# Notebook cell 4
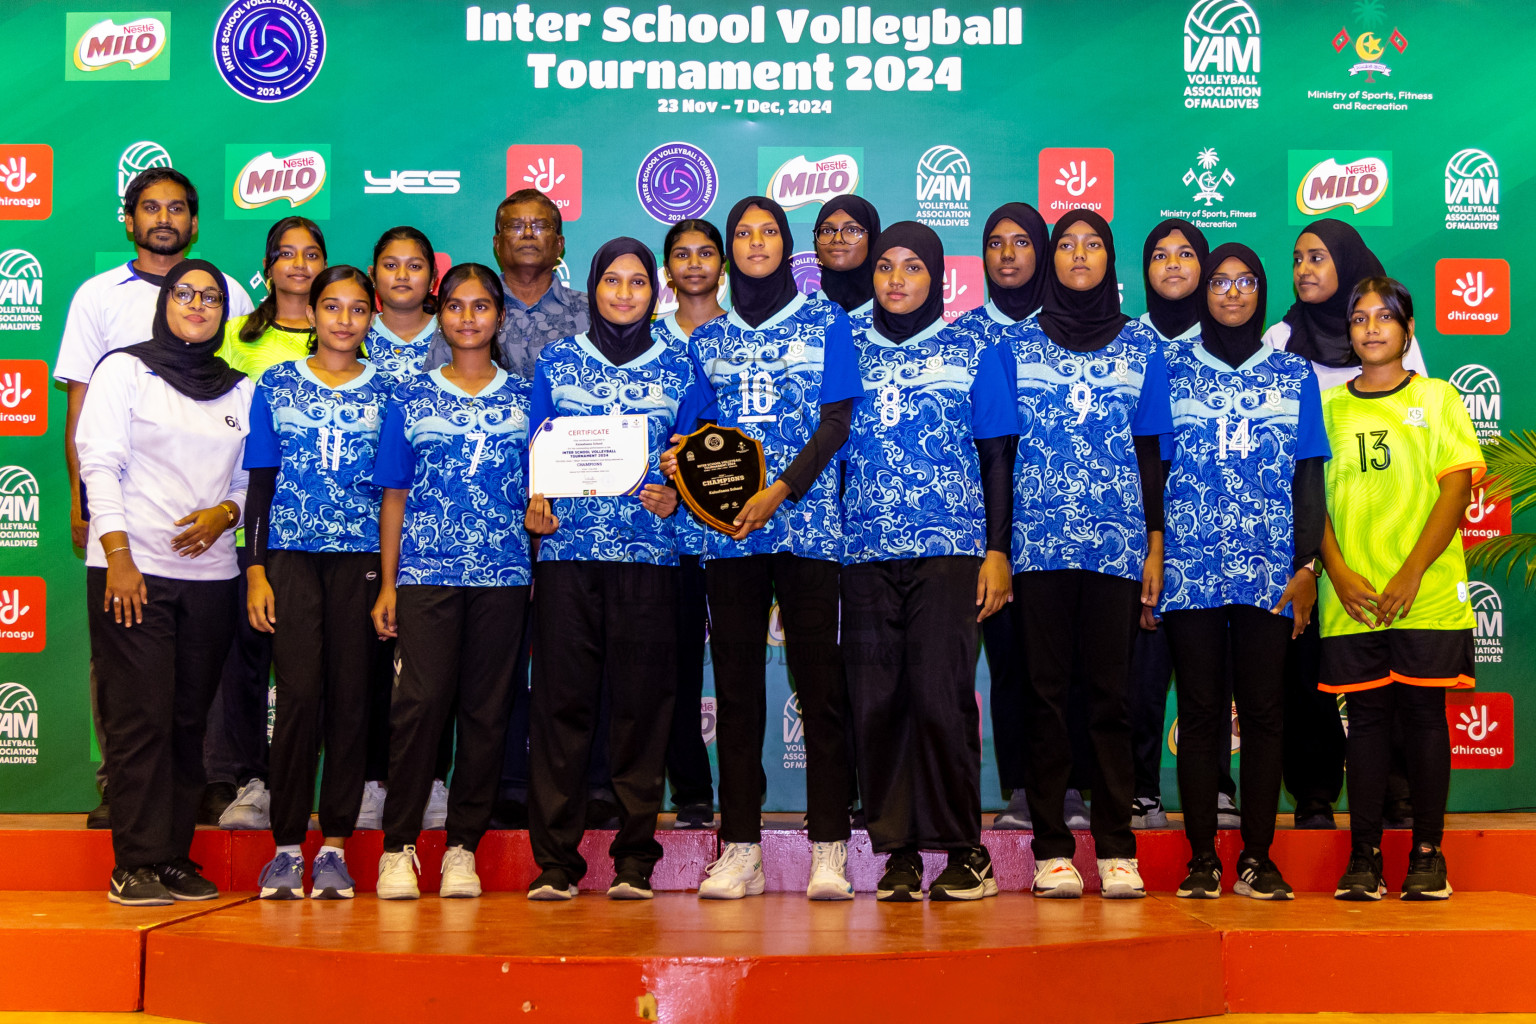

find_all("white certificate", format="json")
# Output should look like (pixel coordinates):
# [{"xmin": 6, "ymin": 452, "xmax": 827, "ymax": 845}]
[{"xmin": 529, "ymin": 414, "xmax": 650, "ymax": 498}]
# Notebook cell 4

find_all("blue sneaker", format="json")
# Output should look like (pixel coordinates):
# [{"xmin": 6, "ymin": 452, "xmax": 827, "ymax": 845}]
[
  {"xmin": 258, "ymin": 851, "xmax": 304, "ymax": 900},
  {"xmin": 309, "ymin": 848, "xmax": 355, "ymax": 900}
]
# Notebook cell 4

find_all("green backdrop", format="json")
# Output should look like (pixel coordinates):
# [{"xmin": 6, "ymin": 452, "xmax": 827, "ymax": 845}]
[{"xmin": 1, "ymin": 0, "xmax": 1532, "ymax": 813}]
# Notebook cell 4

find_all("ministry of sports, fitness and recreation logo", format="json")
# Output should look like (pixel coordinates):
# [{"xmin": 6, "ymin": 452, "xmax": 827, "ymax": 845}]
[
  {"xmin": 0, "ymin": 251, "xmax": 42, "ymax": 333},
  {"xmin": 213, "ymin": 0, "xmax": 325, "ymax": 102},
  {"xmin": 1163, "ymin": 147, "xmax": 1257, "ymax": 230},
  {"xmin": 226, "ymin": 145, "xmax": 330, "ymax": 220},
  {"xmin": 0, "ymin": 466, "xmax": 40, "ymax": 549},
  {"xmin": 1288, "ymin": 151, "xmax": 1392, "ymax": 226},
  {"xmin": 1331, "ymin": 7, "xmax": 1406, "ymax": 84},
  {"xmin": 789, "ymin": 252, "xmax": 821, "ymax": 296},
  {"xmin": 1450, "ymin": 363, "xmax": 1502, "ymax": 442},
  {"xmin": 1436, "ymin": 259, "xmax": 1509, "ymax": 337},
  {"xmin": 782, "ymin": 692, "xmax": 806, "ymax": 769},
  {"xmin": 116, "ymin": 140, "xmax": 171, "ymax": 223},
  {"xmin": 1445, "ymin": 148, "xmax": 1499, "ymax": 231},
  {"xmin": 66, "ymin": 13, "xmax": 170, "ymax": 80},
  {"xmin": 1182, "ymin": 0, "xmax": 1261, "ymax": 109},
  {"xmin": 0, "ymin": 681, "xmax": 39, "ymax": 764},
  {"xmin": 758, "ymin": 147, "xmax": 863, "ymax": 222},
  {"xmin": 916, "ymin": 144, "xmax": 971, "ymax": 229},
  {"xmin": 1469, "ymin": 581, "xmax": 1504, "ymax": 665},
  {"xmin": 0, "ymin": 577, "xmax": 44, "ymax": 654},
  {"xmin": 636, "ymin": 142, "xmax": 718, "ymax": 223}
]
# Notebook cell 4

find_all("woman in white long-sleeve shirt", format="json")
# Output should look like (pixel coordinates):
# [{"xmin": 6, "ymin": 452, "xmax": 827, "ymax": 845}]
[{"xmin": 76, "ymin": 259, "xmax": 255, "ymax": 908}]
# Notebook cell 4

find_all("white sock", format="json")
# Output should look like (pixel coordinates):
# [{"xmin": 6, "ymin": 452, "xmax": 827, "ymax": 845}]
[
  {"xmin": 321, "ymin": 847, "xmax": 345, "ymax": 863},
  {"xmin": 275, "ymin": 844, "xmax": 302, "ymax": 858}
]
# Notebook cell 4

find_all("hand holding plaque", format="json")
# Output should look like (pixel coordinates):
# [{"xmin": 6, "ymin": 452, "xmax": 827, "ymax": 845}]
[{"xmin": 670, "ymin": 425, "xmax": 767, "ymax": 534}]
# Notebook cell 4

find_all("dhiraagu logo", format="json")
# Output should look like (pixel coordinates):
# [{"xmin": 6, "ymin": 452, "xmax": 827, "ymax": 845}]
[{"xmin": 758, "ymin": 147, "xmax": 863, "ymax": 221}]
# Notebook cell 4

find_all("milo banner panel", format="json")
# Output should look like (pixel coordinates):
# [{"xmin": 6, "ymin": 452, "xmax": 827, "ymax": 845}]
[{"xmin": 1, "ymin": 0, "xmax": 1532, "ymax": 812}]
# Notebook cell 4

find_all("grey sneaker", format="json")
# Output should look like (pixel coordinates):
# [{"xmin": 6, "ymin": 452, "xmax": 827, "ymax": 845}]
[
  {"xmin": 218, "ymin": 779, "xmax": 271, "ymax": 830},
  {"xmin": 1131, "ymin": 796, "xmax": 1168, "ymax": 829},
  {"xmin": 422, "ymin": 779, "xmax": 448, "ymax": 830},
  {"xmin": 1217, "ymin": 791, "xmax": 1241, "ymax": 830},
  {"xmin": 992, "ymin": 790, "xmax": 1032, "ymax": 830},
  {"xmin": 355, "ymin": 781, "xmax": 385, "ymax": 831},
  {"xmin": 1064, "ymin": 789, "xmax": 1091, "ymax": 831}
]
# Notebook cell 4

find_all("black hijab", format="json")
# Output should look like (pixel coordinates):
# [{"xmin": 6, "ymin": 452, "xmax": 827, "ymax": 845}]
[
  {"xmin": 1198, "ymin": 243, "xmax": 1268, "ymax": 370},
  {"xmin": 725, "ymin": 196, "xmax": 798, "ymax": 328},
  {"xmin": 871, "ymin": 221, "xmax": 946, "ymax": 344},
  {"xmin": 983, "ymin": 202, "xmax": 1049, "ymax": 323},
  {"xmin": 1037, "ymin": 209, "xmax": 1131, "ymax": 352},
  {"xmin": 814, "ymin": 194, "xmax": 881, "ymax": 314},
  {"xmin": 1142, "ymin": 218, "xmax": 1210, "ymax": 341},
  {"xmin": 586, "ymin": 237, "xmax": 659, "ymax": 365},
  {"xmin": 1281, "ymin": 218, "xmax": 1385, "ymax": 368},
  {"xmin": 121, "ymin": 258, "xmax": 242, "ymax": 401}
]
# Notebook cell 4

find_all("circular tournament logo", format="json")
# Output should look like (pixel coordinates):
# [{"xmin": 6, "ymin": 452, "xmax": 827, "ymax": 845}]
[
  {"xmin": 789, "ymin": 251, "xmax": 821, "ymax": 295},
  {"xmin": 636, "ymin": 142, "xmax": 717, "ymax": 223},
  {"xmin": 213, "ymin": 0, "xmax": 326, "ymax": 103}
]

Task brief: Pick out every line above that contains the word "logo" and copy it.

Written reply:
find_all("ministry of sports, fitness and recreation logo", format="json")
find_all("dhiraagu logo", format="json")
find_all("circular tournament logo", format="json")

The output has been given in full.